▶ **Work to do**
Resume the recap of the Chicago Sustainability Series food dialogue, writing on from its last sentence.

▶ **Extract to read**
==============================
FOOD. A Chicago Sustainability Series Recap.
A Dialogue about getting past ‘organic.’
On July 21st, The Chicago Sustainability Series continued with a Dialogue on Food issues with Jon Scheffel (Healthy Soil Compost), Benjamin Kant (Metropolitan Farms), & Costa Lapaseotes + Ian James Anthony (Harrison Quality Meats) in support of The Christmas Cheer Foundation, hosted at Life Creative. Jon provided composting, & Priscilla Monsivais of Chicago Votes registered voters.
Going into this Dialogue I expected the discussion to focus on the nuances of urban farming, or explore issues of GMO, but instead it centered on customer expectations & the standardization of terms like ‘natural,’ & ‘organic.’ Moreover, that these terms are now so commonplace for the average American, that Ian, Costa, and Ben all spoke to having to reassert / reorganize their offerings in response.
However, as much of that recognition comes from advertising, for all of the involved entrepreneurs, that one on one education is an unexpected mainstay of their days now. For Jon, that’s often explaining the massive potential of literally converting trash to energy, for Ben it’s navigating City Hall as one of the first urban farms with aquaponics in the city, and for Ian & Costa, it’s detailing what a company is and isn’t obligated to practice if they want to use ‘Farms’ in their name.
Moreover, they all felt ‘organic’ had become a convoluted term now that it has to both encompass small and large firm branding, consumer catch-all expectations, and federal and state regulations. From that, they felt discussing the virtue of grass-fed or natural can become an uphill battle.
Which actually speaks to where we are in the ‘sustainability movement.’ Within Chicagoland, an urban farm with aquaponics, a responsibly sourcing butcher, and a bicycle powered composting company are all operating, and got approval to do so. And while that’s amazing and speaks to the strong demand here, all of them agreed they started their businesses as sustainable ones without policy or financial incentives. Within that, there’s a disconnect, because for the sustainable food community to grow, not only do we need these companies to grow, we need more like them to found and stay in Chicago. For that to happen, we need to present incentives both to evolve and multiply, and for them to be immediately accessible.
==============================
▶ **Information supplied**
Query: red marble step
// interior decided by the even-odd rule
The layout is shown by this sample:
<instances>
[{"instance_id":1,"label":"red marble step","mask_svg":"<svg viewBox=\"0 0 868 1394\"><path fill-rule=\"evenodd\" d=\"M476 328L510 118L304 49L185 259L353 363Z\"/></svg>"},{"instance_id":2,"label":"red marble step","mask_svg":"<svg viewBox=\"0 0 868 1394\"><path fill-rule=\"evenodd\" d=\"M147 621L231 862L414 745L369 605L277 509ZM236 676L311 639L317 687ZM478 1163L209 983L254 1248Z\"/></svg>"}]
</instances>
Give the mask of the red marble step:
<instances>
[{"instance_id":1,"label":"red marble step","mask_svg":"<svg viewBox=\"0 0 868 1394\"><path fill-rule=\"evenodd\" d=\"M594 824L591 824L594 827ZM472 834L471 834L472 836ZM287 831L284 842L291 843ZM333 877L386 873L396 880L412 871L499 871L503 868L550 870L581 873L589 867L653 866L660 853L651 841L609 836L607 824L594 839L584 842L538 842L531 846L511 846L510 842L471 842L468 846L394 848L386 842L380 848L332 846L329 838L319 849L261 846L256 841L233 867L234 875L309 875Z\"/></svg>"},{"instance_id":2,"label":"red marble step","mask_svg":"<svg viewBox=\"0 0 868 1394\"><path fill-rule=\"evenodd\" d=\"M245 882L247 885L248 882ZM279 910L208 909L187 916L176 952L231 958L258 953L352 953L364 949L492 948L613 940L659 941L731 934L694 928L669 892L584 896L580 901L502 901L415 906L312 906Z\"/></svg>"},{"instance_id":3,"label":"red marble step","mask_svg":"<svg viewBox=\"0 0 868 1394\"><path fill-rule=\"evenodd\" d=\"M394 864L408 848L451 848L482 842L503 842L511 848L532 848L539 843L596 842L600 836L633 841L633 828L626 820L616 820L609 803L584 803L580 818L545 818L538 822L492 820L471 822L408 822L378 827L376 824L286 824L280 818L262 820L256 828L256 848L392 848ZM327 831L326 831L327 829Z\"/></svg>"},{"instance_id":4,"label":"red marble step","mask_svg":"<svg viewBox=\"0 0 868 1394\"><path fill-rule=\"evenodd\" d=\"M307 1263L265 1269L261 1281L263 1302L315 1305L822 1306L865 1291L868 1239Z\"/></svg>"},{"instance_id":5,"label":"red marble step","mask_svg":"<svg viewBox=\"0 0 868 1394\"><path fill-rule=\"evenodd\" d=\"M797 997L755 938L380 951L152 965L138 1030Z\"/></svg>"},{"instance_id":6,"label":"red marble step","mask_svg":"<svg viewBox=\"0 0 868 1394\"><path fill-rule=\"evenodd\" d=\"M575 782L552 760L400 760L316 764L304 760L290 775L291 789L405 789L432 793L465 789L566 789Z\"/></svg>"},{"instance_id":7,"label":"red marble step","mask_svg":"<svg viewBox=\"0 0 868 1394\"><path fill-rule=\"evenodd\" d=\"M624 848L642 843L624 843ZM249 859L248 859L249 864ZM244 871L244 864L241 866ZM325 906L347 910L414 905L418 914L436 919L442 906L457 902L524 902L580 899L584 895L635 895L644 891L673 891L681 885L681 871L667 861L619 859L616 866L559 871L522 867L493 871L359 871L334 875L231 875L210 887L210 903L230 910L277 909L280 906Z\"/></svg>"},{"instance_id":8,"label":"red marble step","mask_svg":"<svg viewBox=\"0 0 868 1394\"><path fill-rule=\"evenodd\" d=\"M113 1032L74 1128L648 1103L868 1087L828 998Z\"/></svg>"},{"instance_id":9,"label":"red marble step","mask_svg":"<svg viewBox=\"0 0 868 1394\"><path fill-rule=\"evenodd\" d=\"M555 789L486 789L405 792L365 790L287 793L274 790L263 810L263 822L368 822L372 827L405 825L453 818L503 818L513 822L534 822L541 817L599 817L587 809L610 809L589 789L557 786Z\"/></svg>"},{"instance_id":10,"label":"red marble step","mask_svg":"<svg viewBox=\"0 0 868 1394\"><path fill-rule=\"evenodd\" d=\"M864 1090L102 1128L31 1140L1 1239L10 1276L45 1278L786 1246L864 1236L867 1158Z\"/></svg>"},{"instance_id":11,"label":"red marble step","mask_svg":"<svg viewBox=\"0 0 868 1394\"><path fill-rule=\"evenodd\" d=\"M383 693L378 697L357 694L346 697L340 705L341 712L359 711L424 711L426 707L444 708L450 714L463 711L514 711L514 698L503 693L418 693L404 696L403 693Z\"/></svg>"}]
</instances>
==============================
▶ **Solved exercise**
Additionally, all of the speakers spoke to a need for City and State officials charged with licensing sustainable businesses that employ new technology lack process to learn about the implications and potential of new technology. This hits both fostering more innovation by design, and also to the need for a faster bureaucratic process for folks to get started.
For me, and this is something I think is a part of the entire ‘sustainability’ movement, the main take-away is the order in which change happens. In the case of food, sustainable food is going to remain relatively expensive until it isn’t. Until enough Whole Foods / Trader Joes type shoppers buy it, then more large consumer packaged goods companies will see the financial potential, and produce more low cost alternatives to their current staple. A good example of this is McDonald’s new campaign, “For Your Family,” in which the chicken nuggets are now made without artificial flavors. Additionally, Safeway is now running commercials for their “O Organics” label, promoting it as the way to finally make organic widely accessible and affordable. And as the market dictates, there will be that order, of luxury to affordable products and choices, as the demand increases, which speaks to the necessity of incentives for more green businesses.
In closing, we raised $100 for The Christmas Cheer Foundation, composted and recycled our food and packing waste thanks to Healthy Soil Compost + Nature’s Little Recyclers, registered two more voters courtesy of Chicago Votes, and explored the realities and opportunities for building and maintaining a sustainable food business in Our City.
Thank you to everyone who is a part of these early days.
More to come. More to build.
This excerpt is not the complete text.